• [PROBLEMS AND TASKS]
A – In the post on OpenAI's browser launch, within what span of time will the click-and-compare way of using the web die?
B – List every kind of site or form that the post on OpenAI's browser launch dismisses in its string of short lines, each one posed as a question and followed by a verdict.
C – Write the next few sentences of the post on OpenAI's browser launch, continuing from its last line.

• [TEXT SHOWN]
========================================
OpenAI's browser launch today? The internet just got arms and legs.
Think about what we've been doing for 30 years. Google. Click. Compare. Fill out forms. Click some more. It's the digital equivalent of walking to the library, pulling cards from the catalog, finding books, taking notes.
In 24 months, that entire interaction model dies.
You'll say "book my trip." The agent does the clicks. You get the confirmation. Done.
This isn't automation. It's the complete dissolution of the interface layer. Remember when we debated whether mobile would kill desktop? We were asking the wrong question. The real disruption wasn't the device—it was the interaction model.
Now we're doing it again. Except this time, the interface itself disappears.
Travel sites showing you 500 flight options? Dead.
E-commerce with endless product comparisons? Gone.
Insurance forms asking for your birthday 17 times? Extinct.
Real estate sites you browse for months? Why?
You won't "go to" a travel website. You'll just get the trip.
========================================
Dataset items

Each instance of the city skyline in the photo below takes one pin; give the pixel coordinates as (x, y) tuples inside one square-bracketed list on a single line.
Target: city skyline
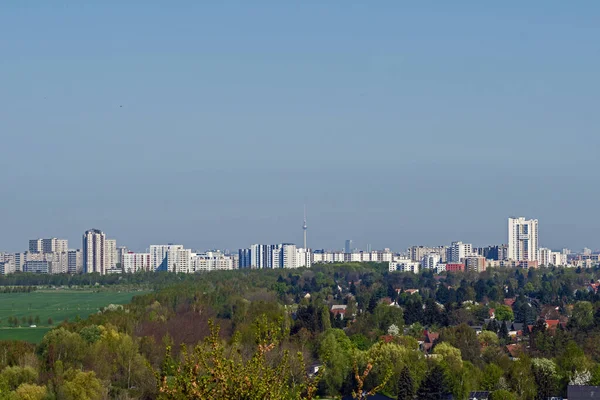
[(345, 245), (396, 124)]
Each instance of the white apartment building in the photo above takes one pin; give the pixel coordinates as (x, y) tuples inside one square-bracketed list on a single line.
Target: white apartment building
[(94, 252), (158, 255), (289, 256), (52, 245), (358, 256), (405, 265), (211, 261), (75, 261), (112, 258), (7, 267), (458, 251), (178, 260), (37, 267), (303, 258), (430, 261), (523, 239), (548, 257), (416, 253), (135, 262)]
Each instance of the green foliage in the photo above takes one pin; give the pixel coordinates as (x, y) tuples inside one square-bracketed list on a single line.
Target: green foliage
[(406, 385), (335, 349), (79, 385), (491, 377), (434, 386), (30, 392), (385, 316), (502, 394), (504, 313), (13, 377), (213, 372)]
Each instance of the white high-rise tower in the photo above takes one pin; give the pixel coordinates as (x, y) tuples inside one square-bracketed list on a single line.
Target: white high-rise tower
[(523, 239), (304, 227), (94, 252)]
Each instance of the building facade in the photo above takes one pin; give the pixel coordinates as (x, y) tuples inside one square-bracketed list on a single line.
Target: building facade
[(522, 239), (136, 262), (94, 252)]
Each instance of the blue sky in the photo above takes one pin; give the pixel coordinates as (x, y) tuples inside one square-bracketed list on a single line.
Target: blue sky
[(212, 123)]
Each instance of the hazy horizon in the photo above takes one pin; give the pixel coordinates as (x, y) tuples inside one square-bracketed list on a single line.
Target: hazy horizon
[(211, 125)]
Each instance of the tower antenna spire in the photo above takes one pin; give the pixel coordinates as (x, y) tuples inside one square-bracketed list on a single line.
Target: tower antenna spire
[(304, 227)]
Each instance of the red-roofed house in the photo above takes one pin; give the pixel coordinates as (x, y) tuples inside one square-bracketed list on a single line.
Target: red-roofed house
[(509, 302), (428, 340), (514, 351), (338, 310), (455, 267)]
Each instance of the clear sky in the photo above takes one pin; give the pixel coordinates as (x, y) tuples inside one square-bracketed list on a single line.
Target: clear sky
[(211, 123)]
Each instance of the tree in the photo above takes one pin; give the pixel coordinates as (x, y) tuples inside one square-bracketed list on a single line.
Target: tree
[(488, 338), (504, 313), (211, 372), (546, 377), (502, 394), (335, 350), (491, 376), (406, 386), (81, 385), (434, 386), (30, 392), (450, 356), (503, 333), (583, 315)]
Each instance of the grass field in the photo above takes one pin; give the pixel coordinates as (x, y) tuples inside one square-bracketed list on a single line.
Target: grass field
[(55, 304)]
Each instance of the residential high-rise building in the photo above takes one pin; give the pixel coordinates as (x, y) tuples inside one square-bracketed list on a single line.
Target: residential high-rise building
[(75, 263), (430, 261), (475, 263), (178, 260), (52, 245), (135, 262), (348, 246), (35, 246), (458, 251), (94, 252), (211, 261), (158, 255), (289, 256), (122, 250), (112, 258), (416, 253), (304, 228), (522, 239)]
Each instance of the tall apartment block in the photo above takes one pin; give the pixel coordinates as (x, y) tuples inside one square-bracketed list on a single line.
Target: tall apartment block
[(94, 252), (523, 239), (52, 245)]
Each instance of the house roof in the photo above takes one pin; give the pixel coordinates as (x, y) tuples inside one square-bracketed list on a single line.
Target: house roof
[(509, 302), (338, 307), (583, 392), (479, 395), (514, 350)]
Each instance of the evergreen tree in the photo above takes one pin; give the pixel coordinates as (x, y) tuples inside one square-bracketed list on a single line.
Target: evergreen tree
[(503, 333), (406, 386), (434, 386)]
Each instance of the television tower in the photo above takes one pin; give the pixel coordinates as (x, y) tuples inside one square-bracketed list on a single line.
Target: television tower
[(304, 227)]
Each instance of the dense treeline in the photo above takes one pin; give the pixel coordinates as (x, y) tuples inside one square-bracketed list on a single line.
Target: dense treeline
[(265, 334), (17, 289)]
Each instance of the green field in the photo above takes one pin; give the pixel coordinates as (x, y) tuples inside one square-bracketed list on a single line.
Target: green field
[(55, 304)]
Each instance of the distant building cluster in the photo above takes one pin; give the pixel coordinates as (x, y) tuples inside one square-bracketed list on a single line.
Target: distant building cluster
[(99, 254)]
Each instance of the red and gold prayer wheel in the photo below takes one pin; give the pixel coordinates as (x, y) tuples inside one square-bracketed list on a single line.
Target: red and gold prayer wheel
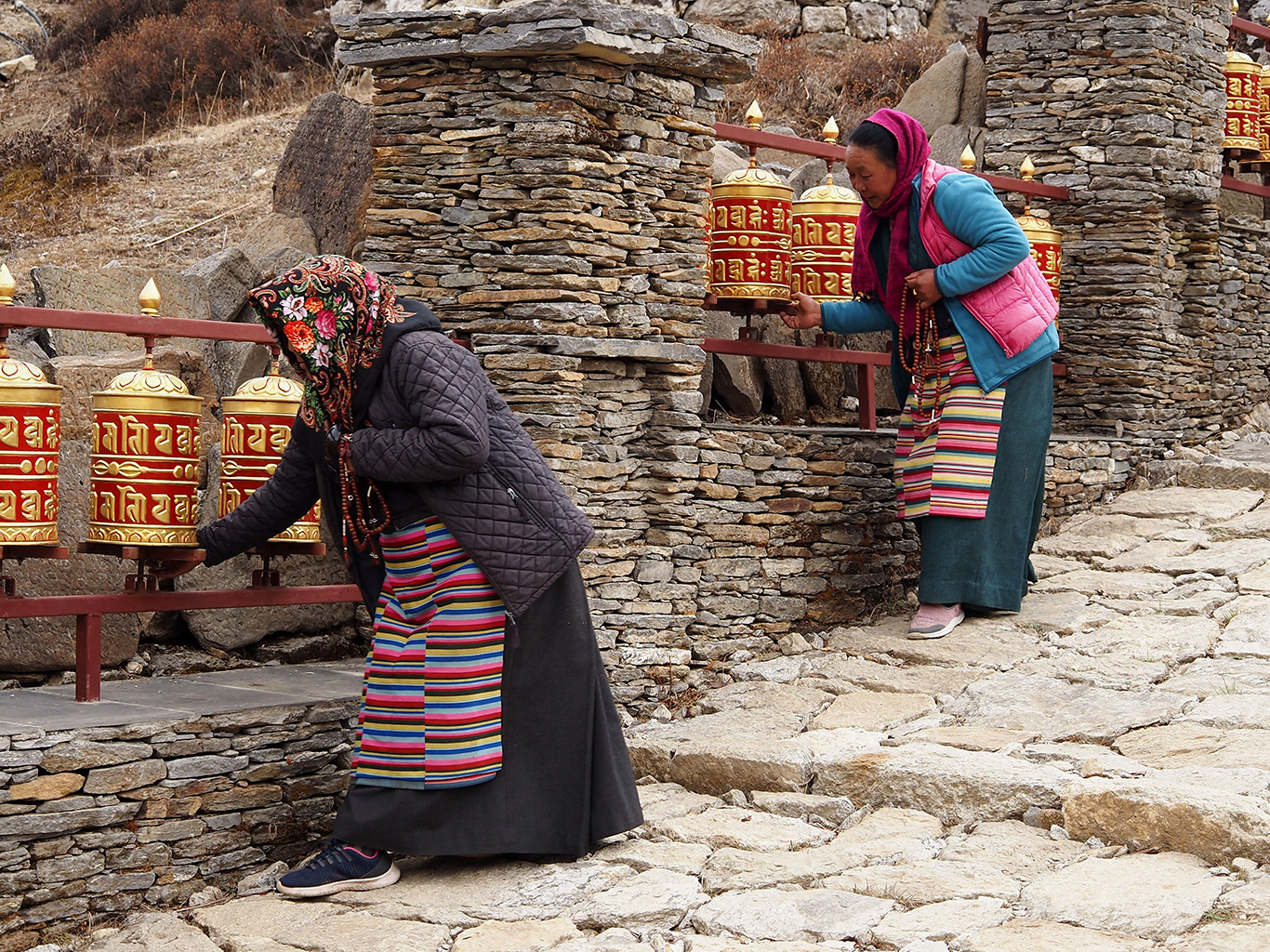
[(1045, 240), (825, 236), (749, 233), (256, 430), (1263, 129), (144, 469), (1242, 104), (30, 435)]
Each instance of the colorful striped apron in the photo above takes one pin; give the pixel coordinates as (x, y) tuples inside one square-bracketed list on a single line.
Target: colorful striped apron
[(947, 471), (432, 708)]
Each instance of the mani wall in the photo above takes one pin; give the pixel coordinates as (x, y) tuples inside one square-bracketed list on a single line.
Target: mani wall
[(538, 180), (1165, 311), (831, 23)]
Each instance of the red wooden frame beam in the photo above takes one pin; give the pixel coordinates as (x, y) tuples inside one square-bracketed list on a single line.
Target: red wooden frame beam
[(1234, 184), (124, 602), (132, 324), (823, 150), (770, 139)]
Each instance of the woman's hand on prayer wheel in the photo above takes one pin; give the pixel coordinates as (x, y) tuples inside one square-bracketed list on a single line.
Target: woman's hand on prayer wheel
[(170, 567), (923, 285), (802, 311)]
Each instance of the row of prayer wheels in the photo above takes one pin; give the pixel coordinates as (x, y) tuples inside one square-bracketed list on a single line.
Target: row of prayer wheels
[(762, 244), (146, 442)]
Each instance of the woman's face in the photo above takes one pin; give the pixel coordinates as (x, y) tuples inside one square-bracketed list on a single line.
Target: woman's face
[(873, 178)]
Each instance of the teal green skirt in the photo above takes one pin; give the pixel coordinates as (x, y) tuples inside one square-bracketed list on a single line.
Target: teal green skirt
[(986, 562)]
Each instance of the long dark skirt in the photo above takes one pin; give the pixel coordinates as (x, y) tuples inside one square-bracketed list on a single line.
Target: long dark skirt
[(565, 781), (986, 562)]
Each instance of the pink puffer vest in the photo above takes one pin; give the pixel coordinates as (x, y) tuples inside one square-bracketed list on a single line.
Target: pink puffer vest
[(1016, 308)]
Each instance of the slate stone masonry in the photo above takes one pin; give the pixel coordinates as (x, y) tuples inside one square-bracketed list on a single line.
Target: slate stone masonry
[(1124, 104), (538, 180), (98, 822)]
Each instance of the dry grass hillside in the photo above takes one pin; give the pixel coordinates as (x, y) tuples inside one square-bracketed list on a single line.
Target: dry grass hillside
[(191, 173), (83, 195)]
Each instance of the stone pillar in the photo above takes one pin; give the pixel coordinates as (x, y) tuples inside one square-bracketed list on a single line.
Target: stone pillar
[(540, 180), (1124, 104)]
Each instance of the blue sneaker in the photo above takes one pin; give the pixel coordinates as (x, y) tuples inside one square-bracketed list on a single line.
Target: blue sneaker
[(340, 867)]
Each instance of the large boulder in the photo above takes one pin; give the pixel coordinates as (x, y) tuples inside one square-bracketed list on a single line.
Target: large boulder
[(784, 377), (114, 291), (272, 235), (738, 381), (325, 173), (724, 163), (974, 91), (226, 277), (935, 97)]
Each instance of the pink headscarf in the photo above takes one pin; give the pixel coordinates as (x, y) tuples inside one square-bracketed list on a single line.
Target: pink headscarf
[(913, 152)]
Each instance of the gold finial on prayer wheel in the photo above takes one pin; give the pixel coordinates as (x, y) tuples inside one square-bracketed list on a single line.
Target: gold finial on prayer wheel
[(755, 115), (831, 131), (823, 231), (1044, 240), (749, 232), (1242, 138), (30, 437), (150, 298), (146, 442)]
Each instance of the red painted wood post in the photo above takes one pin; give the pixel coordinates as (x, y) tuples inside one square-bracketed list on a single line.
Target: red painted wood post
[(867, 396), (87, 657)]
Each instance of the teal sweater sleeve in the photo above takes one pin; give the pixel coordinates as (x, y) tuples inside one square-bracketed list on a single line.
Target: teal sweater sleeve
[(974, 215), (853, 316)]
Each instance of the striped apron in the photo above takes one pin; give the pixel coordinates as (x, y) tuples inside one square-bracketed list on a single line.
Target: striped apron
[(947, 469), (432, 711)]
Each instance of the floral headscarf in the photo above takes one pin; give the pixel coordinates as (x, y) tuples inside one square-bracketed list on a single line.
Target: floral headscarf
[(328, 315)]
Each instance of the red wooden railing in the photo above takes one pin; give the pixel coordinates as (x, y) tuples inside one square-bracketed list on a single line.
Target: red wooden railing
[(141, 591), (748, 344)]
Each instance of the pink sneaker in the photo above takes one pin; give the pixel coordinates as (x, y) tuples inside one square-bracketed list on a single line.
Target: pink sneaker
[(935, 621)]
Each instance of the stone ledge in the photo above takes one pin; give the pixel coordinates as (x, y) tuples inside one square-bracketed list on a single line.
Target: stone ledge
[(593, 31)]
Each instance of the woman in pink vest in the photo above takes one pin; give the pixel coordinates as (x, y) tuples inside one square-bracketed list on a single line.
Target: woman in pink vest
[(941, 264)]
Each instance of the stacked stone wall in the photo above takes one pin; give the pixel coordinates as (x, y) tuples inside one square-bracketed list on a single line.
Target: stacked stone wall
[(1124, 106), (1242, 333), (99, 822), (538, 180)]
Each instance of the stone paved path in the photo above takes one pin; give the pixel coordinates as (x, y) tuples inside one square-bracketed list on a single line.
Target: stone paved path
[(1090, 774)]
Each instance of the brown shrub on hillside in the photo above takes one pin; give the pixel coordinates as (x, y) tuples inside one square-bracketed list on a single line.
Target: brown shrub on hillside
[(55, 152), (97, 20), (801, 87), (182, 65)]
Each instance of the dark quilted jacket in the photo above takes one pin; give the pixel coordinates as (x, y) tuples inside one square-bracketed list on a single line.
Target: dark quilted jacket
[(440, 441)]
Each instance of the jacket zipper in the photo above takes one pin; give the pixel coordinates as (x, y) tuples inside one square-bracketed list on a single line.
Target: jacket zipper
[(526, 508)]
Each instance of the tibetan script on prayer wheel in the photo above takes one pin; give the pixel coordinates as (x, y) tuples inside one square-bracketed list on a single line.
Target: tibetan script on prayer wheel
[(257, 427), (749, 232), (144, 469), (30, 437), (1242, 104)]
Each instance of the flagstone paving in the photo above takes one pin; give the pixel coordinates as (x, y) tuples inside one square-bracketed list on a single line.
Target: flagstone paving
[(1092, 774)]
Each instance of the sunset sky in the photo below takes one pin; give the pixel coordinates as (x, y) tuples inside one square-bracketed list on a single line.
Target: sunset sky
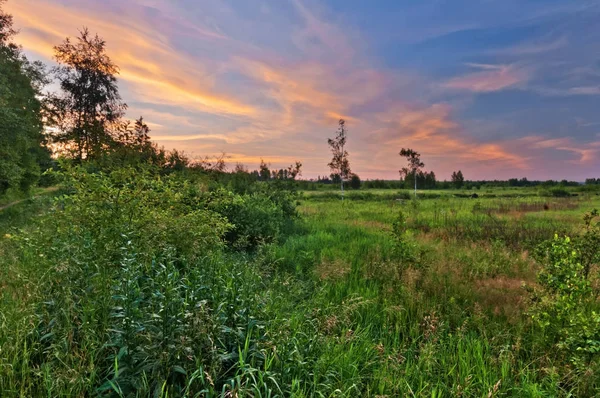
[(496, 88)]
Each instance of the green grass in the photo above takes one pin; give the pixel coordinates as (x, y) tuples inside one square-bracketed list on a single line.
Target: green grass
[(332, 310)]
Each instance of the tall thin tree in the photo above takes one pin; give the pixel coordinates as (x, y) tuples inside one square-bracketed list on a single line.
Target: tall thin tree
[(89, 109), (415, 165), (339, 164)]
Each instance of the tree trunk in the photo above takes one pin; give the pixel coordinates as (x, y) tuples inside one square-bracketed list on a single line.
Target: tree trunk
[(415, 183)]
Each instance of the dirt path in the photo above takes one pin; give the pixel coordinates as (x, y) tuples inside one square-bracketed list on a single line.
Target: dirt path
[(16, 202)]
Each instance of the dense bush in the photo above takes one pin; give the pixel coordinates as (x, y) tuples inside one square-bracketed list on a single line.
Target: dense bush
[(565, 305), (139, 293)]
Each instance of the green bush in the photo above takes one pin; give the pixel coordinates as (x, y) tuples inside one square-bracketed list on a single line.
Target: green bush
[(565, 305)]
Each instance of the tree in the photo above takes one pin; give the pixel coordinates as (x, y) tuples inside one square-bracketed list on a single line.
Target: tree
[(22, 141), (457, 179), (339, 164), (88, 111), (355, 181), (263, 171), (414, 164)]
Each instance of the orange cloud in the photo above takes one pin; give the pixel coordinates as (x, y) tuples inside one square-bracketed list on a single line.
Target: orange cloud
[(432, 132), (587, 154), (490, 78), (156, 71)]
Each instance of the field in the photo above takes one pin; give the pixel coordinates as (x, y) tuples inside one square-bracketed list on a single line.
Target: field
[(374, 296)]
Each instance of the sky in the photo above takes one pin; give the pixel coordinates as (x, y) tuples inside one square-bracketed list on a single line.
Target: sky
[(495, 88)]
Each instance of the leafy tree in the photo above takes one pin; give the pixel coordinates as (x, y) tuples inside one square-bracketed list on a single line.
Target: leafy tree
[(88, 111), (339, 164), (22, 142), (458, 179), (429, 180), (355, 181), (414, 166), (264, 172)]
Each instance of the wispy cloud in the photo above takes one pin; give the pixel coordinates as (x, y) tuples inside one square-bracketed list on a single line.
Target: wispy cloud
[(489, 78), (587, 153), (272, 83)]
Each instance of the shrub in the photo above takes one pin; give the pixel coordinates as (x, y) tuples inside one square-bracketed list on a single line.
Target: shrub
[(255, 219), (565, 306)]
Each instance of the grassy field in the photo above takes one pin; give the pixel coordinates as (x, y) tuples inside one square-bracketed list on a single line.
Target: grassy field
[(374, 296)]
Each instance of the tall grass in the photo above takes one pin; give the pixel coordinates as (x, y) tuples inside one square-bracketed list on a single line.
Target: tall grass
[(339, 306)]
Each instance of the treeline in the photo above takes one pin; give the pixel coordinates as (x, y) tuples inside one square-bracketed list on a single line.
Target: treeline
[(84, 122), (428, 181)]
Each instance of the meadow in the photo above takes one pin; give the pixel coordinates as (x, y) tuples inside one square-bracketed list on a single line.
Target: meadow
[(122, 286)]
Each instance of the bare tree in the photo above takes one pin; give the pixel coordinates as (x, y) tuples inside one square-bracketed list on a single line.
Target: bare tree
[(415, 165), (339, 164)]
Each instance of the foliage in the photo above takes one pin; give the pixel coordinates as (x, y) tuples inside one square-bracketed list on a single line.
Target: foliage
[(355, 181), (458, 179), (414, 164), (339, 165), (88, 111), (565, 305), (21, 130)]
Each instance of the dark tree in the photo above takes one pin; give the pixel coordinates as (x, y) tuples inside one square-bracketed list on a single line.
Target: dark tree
========================================
• [TASK RESULTS]
A – 24 months

B –
- Travel sites showing you 500 flight options
- E-commerce with endless product comparisons
- Insurance forms asking for your birthday 17 times
- Real estate sites you browse for months

C –
Here's what financial services needs to understand: Every digital property you've built assumes humans will navigate it. Every conversion funnel. Every user journey. Every A/B test optimizing button colors.
All obsolete when the user never sees the page.
The enterprises still perfecting their checkout flows? They're optimizing horse carriages while everyone else is building rockets.
Don't think in nouns (websites, apps, platforms).
Think in verbs (book, find, buy, solve).
The next $100B companies won't have homepages. They'll have outcomes.
The web is shifting from human browsing to agent doing.
And just like that, 30 years of UX best practices became archaeology.